Sitting inside the greenhouse next to McMichael, Alyssa Adler flips though her textbook, doing homework and warming up from the cold February day outside. Looking around, she sees the kale, carrots and broccoli slowing reaching their peak.

Going to the greenhouse and Loy Farm is a daily occurrence for Adler, who spends much of her time watering, weeding and gathering produce. As garden manager, it is her job to make sure everything goes smoothly.

“It’s hard work, but it’s very rewarding,” Adler said. “Every day you learn something new.”

The garden never sleeps

As garden manager, Adler’s main role is to delegate the tasks to garden interns that need to be done at Loy Farm and the Community Garden. She decides what plants need to be bought, where they will be planted throughout the year, and performs general upkeep.

She begins each day at 10 a.m., heading to the greenhouse to check up on things, then going to Loy Farm to do the same thing.

“It’s a never ending job because the garden never sleeps,” Adler said. “You have to deal with different situations that come up and different questions that everyone has.”

Point annotation records »
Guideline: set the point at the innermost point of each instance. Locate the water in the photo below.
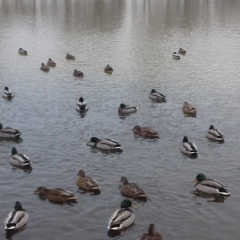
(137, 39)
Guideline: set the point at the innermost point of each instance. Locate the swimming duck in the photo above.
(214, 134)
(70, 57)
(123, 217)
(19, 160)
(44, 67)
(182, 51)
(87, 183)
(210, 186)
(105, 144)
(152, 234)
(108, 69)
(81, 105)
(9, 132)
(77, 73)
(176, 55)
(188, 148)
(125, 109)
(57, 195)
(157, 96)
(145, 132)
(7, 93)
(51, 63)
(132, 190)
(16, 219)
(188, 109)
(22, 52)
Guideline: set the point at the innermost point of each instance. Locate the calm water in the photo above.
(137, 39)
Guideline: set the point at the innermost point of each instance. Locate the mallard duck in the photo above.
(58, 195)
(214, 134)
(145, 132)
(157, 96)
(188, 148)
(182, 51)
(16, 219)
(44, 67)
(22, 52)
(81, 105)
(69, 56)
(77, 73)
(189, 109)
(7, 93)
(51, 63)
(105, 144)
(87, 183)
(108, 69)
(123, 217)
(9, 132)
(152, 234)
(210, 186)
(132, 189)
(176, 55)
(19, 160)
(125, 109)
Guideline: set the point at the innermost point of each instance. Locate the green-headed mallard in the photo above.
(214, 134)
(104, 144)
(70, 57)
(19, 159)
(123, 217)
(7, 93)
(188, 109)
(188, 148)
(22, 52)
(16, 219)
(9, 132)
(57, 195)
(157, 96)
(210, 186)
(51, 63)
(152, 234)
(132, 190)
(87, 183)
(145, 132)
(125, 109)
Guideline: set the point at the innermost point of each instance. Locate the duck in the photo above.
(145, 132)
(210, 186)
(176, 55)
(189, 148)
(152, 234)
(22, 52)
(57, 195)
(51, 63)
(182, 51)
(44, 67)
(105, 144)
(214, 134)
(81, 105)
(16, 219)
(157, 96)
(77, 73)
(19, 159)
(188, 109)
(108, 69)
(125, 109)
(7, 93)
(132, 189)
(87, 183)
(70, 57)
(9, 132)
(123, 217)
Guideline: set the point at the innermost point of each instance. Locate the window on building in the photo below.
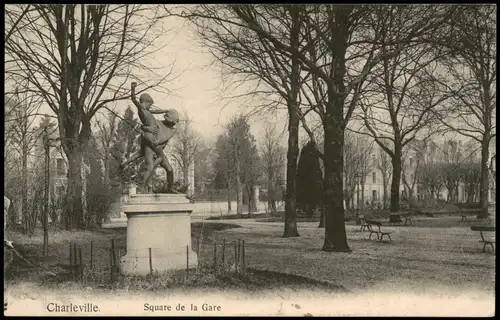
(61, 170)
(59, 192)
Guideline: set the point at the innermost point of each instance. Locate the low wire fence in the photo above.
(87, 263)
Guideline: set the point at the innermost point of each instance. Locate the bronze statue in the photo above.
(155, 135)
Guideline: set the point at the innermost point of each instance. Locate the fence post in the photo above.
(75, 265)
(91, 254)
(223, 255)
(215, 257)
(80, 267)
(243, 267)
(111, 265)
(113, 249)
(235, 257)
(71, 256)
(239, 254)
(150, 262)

Set of tasks »
• A. In the garden article, what time does Adler begin each day?
• B. Locate every line in the entries that contains the word "water" and copy each one out, treating case as significant.
The garden article and the entries have no connection to each other.

Answers per task »
• A. 10 a.m.

• B.
Guideline: set the point at the innermost point of each instance. Locate the water in the photo below.
Guideline: set the point at the innermost point of each instance. Locate the calm water in the photo above.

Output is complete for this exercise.